Listing =>

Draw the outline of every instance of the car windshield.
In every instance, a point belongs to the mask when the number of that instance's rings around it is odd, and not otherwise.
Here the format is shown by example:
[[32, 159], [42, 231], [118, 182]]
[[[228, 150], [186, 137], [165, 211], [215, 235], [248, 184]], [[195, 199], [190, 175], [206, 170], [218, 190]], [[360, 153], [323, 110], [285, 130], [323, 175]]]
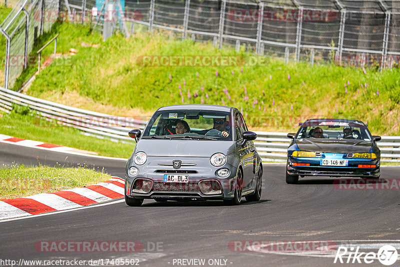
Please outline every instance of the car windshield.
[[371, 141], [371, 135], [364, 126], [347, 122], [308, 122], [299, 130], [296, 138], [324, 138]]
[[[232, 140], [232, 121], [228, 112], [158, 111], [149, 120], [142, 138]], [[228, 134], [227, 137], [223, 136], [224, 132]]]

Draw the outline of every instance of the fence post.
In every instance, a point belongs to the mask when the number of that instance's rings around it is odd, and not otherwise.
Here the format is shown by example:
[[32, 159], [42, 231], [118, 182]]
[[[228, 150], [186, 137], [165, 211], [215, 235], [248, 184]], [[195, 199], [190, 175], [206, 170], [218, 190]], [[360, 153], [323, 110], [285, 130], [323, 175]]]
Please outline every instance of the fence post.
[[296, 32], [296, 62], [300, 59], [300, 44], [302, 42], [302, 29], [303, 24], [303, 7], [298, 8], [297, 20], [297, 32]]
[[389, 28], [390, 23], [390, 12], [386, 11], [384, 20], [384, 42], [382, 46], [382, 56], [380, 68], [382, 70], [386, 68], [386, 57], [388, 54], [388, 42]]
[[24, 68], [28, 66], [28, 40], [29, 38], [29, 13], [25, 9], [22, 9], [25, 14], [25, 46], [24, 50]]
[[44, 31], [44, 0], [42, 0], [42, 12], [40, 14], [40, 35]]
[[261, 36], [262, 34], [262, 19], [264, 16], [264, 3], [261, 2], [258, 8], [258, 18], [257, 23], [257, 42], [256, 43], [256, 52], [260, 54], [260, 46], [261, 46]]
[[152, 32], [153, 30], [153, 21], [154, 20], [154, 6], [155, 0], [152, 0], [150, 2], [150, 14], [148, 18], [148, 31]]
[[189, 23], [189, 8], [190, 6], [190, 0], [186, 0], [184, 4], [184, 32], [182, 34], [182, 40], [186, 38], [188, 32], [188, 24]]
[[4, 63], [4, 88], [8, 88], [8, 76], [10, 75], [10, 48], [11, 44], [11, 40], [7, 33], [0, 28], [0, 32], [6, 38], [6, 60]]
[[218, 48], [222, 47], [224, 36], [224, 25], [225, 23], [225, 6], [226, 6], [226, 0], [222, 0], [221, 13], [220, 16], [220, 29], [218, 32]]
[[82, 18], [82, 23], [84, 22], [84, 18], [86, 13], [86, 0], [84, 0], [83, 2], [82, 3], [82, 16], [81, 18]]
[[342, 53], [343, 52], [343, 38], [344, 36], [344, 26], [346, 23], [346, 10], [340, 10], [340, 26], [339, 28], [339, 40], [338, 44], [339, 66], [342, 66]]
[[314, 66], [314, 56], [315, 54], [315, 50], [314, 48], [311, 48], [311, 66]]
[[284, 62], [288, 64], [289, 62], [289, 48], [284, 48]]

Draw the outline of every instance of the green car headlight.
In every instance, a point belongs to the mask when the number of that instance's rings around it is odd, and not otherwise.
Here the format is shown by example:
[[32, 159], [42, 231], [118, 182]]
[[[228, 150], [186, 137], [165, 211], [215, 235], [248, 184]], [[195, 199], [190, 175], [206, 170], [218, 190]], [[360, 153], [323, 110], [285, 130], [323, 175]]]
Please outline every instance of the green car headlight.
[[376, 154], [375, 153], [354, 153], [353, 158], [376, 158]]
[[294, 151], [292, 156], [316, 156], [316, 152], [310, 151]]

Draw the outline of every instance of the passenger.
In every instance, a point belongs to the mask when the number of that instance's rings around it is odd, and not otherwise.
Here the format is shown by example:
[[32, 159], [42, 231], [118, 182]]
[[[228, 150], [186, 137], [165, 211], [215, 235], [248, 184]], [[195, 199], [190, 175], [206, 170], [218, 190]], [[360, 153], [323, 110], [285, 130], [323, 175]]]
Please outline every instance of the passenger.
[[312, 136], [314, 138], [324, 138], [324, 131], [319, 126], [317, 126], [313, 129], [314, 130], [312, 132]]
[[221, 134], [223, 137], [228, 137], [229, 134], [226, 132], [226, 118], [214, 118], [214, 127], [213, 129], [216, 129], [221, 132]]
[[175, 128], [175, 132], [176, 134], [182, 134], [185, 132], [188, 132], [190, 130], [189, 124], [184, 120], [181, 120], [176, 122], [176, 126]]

What is expected => Copy the material again, from the line that contains "Draw the outline of every instance of the green" up to and including the last line of the material, and offset every coordinate in the answer outlines by -102. Keep all other lines and numbers unchanged.

Output =>
Draw the outline of every instance of the green car headlight.
In every instance, a point belongs to the mask when the number of that instance's rings around it is odd, and not otherwise.
Here the format is shown by example:
[[32, 159], [42, 231], [118, 182]]
[[[228, 150], [186, 137], [165, 211], [215, 235], [248, 184]], [[195, 199], [190, 175], [206, 170], [218, 190]], [[360, 153], [323, 110], [285, 130], [323, 175]]]
Please outline every instance of the green car headlight.
[[274, 52], [273, 51], [252, 51], [251, 56], [274, 56]]
[[192, 49], [190, 54], [214, 54], [214, 50], [208, 49]]

Draw the outline of every instance of the passenger.
In every instance, a point belongs to the mask when the number of that instance's rings around it is odd, and not otherwise.
Here the format is shown by example:
[[32, 159], [42, 231], [118, 182]]
[[[228, 150], [186, 137], [165, 211], [215, 235], [248, 184]], [[195, 199], [190, 175], [206, 170], [218, 190]], [[360, 153], [323, 110], [285, 130], [323, 175]]]
Please outline every instance of the passenger.
[[210, 34], [212, 36], [222, 36], [222, 29], [217, 24], [215, 24], [211, 27], [212, 28], [210, 30]]
[[119, 32], [121, 35], [126, 35], [127, 32], [124, 30], [124, 16], [112, 16], [112, 25], [111, 27], [114, 27], [119, 30]]
[[73, 26], [73, 30], [74, 32], [80, 32], [83, 30], [86, 30], [88, 28], [87, 22], [82, 18], [79, 18], [74, 20], [74, 24]]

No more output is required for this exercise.